What you need to do: Below are some records; return each one exactly.
++++ Input rows ++++
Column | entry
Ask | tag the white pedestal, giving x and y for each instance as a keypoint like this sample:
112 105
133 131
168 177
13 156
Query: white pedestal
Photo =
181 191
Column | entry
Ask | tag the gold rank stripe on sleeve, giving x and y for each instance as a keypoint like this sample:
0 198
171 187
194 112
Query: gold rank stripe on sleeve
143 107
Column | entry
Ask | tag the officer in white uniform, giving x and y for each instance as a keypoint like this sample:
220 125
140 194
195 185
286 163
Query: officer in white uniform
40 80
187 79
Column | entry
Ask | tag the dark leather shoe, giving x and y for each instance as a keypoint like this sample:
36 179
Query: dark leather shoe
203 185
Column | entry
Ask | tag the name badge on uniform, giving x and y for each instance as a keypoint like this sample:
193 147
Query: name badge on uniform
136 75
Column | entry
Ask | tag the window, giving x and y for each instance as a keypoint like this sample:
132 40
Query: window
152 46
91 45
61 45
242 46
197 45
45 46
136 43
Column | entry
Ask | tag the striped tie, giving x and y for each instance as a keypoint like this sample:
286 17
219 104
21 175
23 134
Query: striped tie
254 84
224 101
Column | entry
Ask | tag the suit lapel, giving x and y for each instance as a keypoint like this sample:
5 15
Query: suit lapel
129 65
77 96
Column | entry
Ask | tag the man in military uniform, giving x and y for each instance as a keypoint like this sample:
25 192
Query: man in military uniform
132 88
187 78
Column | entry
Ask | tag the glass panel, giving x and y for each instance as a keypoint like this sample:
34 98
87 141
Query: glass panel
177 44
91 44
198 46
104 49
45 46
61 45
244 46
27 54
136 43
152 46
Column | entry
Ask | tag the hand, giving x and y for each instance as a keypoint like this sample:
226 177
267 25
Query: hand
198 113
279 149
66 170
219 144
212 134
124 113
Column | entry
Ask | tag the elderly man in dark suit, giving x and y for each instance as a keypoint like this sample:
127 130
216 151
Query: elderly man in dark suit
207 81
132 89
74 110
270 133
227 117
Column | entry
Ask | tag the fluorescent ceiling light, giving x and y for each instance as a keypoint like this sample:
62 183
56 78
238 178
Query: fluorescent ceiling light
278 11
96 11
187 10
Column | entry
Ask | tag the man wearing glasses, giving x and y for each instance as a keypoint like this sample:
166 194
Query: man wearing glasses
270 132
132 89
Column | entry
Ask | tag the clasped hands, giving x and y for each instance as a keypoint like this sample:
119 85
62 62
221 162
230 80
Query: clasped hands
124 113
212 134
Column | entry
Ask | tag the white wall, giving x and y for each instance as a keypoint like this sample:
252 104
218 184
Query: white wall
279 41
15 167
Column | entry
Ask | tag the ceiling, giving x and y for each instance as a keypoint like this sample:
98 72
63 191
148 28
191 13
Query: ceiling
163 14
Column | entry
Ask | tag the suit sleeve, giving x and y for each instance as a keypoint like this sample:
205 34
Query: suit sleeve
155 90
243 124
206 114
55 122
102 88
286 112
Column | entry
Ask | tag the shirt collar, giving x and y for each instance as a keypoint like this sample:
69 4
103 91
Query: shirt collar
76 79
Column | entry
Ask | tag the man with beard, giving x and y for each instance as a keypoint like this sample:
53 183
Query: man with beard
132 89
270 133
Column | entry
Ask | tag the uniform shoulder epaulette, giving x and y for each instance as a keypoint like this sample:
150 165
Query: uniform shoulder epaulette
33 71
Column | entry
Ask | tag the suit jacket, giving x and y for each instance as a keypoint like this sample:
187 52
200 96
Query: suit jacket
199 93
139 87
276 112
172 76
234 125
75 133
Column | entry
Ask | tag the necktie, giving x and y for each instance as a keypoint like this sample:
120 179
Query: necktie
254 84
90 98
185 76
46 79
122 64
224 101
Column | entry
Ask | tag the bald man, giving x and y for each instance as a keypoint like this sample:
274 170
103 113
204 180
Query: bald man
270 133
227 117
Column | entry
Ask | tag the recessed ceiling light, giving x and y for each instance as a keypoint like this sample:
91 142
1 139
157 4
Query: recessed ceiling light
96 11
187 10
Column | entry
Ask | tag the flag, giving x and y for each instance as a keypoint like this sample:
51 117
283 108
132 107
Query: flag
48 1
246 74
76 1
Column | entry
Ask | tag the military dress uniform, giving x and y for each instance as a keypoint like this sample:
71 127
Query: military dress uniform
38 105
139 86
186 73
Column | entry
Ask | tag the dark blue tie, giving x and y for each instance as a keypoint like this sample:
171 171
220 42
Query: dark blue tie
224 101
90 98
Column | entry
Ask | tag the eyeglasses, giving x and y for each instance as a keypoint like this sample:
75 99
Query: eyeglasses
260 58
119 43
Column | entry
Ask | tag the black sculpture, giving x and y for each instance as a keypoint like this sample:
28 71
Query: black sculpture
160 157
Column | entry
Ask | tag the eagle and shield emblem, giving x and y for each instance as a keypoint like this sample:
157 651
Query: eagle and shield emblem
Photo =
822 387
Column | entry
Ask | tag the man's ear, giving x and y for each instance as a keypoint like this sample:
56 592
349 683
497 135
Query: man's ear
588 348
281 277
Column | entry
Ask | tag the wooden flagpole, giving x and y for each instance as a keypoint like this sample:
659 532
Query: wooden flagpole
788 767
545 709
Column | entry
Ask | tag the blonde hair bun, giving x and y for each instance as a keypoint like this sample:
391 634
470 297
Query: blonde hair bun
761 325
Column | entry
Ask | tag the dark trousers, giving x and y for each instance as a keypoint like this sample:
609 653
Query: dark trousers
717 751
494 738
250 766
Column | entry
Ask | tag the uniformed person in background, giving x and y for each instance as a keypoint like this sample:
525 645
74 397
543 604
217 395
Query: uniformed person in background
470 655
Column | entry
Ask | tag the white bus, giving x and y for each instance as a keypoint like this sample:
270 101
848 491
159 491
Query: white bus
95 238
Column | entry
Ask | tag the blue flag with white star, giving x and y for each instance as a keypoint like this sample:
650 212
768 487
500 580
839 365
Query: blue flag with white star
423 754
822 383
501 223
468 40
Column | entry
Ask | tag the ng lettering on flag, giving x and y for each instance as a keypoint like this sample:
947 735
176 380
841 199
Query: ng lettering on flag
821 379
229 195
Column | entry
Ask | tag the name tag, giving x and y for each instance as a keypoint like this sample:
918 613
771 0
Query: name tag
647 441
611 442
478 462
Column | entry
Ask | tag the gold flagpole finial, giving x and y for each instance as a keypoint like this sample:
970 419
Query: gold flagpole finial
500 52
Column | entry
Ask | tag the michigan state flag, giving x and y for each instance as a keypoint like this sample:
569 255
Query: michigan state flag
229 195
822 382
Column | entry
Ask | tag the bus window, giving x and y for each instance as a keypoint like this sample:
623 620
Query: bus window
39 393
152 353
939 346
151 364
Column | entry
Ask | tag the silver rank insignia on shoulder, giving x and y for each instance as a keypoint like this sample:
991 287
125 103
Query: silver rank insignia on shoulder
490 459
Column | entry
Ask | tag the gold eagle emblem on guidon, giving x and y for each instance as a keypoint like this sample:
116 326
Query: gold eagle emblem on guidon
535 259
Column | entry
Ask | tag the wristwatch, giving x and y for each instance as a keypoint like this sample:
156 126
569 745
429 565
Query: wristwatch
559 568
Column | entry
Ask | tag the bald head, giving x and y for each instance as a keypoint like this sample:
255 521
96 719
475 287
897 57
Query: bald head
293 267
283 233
++++
Solution:
Column | entry
Ask | tag the white pedestal, giving x and y for each instance as a keypoint like this sample:
112 105
133 131
168 177
13 156
Query: white pedestal
Photo =
181 191
Column | entry
Ask | tag the gold rank stripe on sleeve, giving x and y for each instance as a keypoint like this sample:
0 198
171 187
194 112
Query: gold rank stripe on sleeve
143 107
Column | entry
Ask | tag the officer in white uniform, giving x and y for each instance as a keypoint like this sample:
220 125
140 194
195 185
286 163
Query: officer in white uniform
40 80
187 79
Column | entry
Ask | tag the dark leather shoe, giving x and y for each instance as a keypoint like this sample:
36 179
Query: dark leather shoe
203 185
Column | entry
Ask | tag the name badge on uniform, giving x and y for each instance as a keypoint like this sample:
193 147
Query: name badge on uniform
136 75
Column | entry
Ask | tag the window, giving x and y for each instance as a keypoint like this sample:
132 40
Query: window
152 46
91 45
61 45
242 46
197 45
45 46
136 43
Column | entry
Ask | tag the striped tie, giving x and y for each instance as a keypoint like this sample:
286 17
219 104
21 175
23 134
Query: striped tie
254 84
224 101
Column | entry
Ask | tag the suit lapel, giving x and y for each instance as a keypoint like this sample:
5 15
Query: suit lapel
129 65
77 96
Column | entry
Ask | tag the man in military uniform, giving x and y for each instance as a keypoint like this sample:
25 192
Query: man in military uniform
132 88
187 78
Column | entry
Ask | tag the glass panel, giving x and y for each instance as a keypoint like this sample:
34 98
87 141
Query: glass panel
177 44
91 44
198 46
104 49
45 46
61 45
244 46
27 54
136 43
152 46
Column | entry
Ask | tag the hand, giving x and y for each instance as a keypoint like this sample:
226 177
267 25
Query: hand
198 113
279 149
66 170
219 144
212 134
124 113
Column | entry
Ask | tag the elderly man in dark suit, giving x and y for each instance as a keypoint like this sample:
127 130
216 151
Query: elderly man in dark suit
207 81
132 89
74 110
270 133
227 117
Column | entry
Ask | tag the fluorescent ceiling light, giving x and y for each instance as a keypoint like this sample:
62 183
56 78
238 178
Query: fluorescent ceiling light
278 11
96 11
187 10
Column | entry
Ask | tag the man wearing glasses, giving x and y for each instance as a keypoint like this sample:
166 194
Query: man wearing glasses
270 132
132 89
Column | entry
Ask | tag the clasped hands, giving x and y for each instance as a keypoint like this sample:
119 85
62 62
221 162
230 80
Query: clasped hands
124 113
212 134
Column | entry
Ask | tag the white wall, giving x and y for each instance as a keypoint like this sample:
252 104
218 184
Query: white wall
279 41
15 167
Column | entry
Ask | tag the ceiling, giving x and y for each instance as a keypoint like this sample:
98 72
63 191
148 28
191 13
Query: ceiling
163 14
Column | entry
Ask | tag the suit sleeve, giving x and y for each instance as a keypoint like this sample:
205 34
Query: suit sleeve
155 90
243 124
206 114
55 122
102 88
286 112
Column | entry
Ask | tag the shirt collar, giving x and y for each instance as a keypoint like this sample:
69 4
103 91
Query: shirt collar
76 79
Column | entry
Ask | tag the man with beard, giving x and y for each instance as a keypoint like this sample:
53 183
Query: man with beard
132 89
270 133
Column | entry
Ask | tag the uniform shoulder epaulette, giving x and y for each instance as a keypoint like this sample:
150 165
Query: uniform shoulder epaulette
33 71
Column | entry
Ask | tag the suit jacket, giving x and y for each instance as a keypoint like this sample:
187 52
200 96
Query: suit jacket
199 93
139 87
276 112
172 76
234 125
75 133
Column | entry
Ask | tag the necktie, giving x and y for each instance as a keypoint like this sample:
120 179
Query: necktie
254 84
90 98
185 76
46 79
122 64
224 101
Column | entry
Ask | tag the bald man, giving x and y for each instance as a keypoint like this sample:
274 170
103 113
204 180
Query: bald man
270 133
227 117
Column | entry
Ask | tag the recessed ceiling light, giving x and y for each instance as a keypoint like this sample:
91 142
1 139
157 4
Query: recessed ceiling light
96 11
187 10
Column | entry
Ask | tag the flag, giving x and y for each instance as a keypoint like this sample:
51 117
283 108
132 107
Query: flag
48 1
246 74
76 1
Column | entry
Ask | tag the military dress uniform, giving x and y for each instance as a keypoint like this sample:
71 127
Query: military dress uniform
38 105
139 86
186 73
Column | entry
Ask | tag the dark blue tie, giving x and y for each instance as a keypoint like this sample:
171 171
220 42
Query: dark blue tie
224 101
90 98
Column | entry
Ask | tag the eyeglasses, giving x and y for each instance as a keypoint like this sample:
75 99
Query: eyeglasses
260 58
119 43
Column | entry
Ask | tag the black sculpture, giving x and y for each instance as a keypoint like this sample:
28 71
Query: black sculpture
160 157
Column | entry
Ask | tag the eagle and shield emblem, giving x and y for each instance as a keypoint like this sample:
157 651
Query: eagle and shield emblem
Photo =
822 387
Column | entry
Ask | tag the man's ear, giving x and y for each instance as a keypoint like this sample:
56 592
349 683
497 135
Query: man's ear
588 348
281 277
Column | entry
Ask | tag the wooden flagpole, giving x and y for each instance as a keypoint like this sample:
659 532
Query: wooden flagpole
788 767
545 709
Column | entry
Ask | tag the blonde hair bun, giving x and y for each instance as a keypoint like this sample:
391 634
470 297
Query: blonde hair bun
761 325
Column | entry
Ask | tag the dark trousers, giving x and y for each instance as a keypoint like this sample:
609 653
Query: dark trousers
717 751
494 738
250 766
Column | entry
Ask | tag the uniformed person in background, giving x and y for each instance as a keypoint like this sample:
525 645
74 397
543 604
217 395
Query: uniformed person in background
470 655
Column | entry
Ask | tag the white bus, giving x and y for each instance as a keypoint like this sample:
270 101
848 491
159 491
Query: white bus
95 238
Column | entry
Ask | tag the blue flag with white star, giving x and y for each instance as a keypoint like this sample:
650 212
768 487
500 580
839 365
Query: blue flag with white star
423 754
822 383
501 223
468 40
Column | entry
Ask | tag the ng lettering on flag, giving x and y for each instance as a keypoint like this sample:
947 735
176 380
841 199
Query: ng lettering on flag
821 379
229 195
Column | entry
Ask | tag the name tag, giving x and y for each instance as a keypoint like this sample:
918 613
771 0
Query: name tag
647 441
611 442
478 462
Column | entry
Ask | tag the gold flagpole finial, giving x and y for each instance as a keypoint like this sample:
970 419
Query: gold flagpole finial
500 52
Column | entry
Ask | tag the michigan state flag, giving x and y for each instance as a keypoint like this sample:
569 255
Query: michigan state flag
229 195
822 382
Column | entry
Ask | tag the bus window, giving x and y for each instance as a keypoint like this sample:
623 620
Query: bus window
39 393
152 353
939 346
151 364
Column | entry
Ask | tag the silver rank insignia on shoulder, giving x and y for each instance as a keypoint like this sample:
991 287
125 103
Query: silver rank insignia on shoulder
490 459
Column | entry
Ask | tag the gold eagle emblem on guidon, giving x and y for each instance as a keypoint like this sample:
116 326
Query: gold eagle emblem on guidon
535 259
Column | entry
Ask | tag the wristwatch, giving x and y for each instance as a keypoint like this sample:
156 126
569 745
429 565
Query: wristwatch
559 568
Column | entry
Ask | tag the bald head, giving x and y for each instance as a keypoint like this sample:
255 521
96 719
475 287
897 57
Query: bald head
293 267
283 233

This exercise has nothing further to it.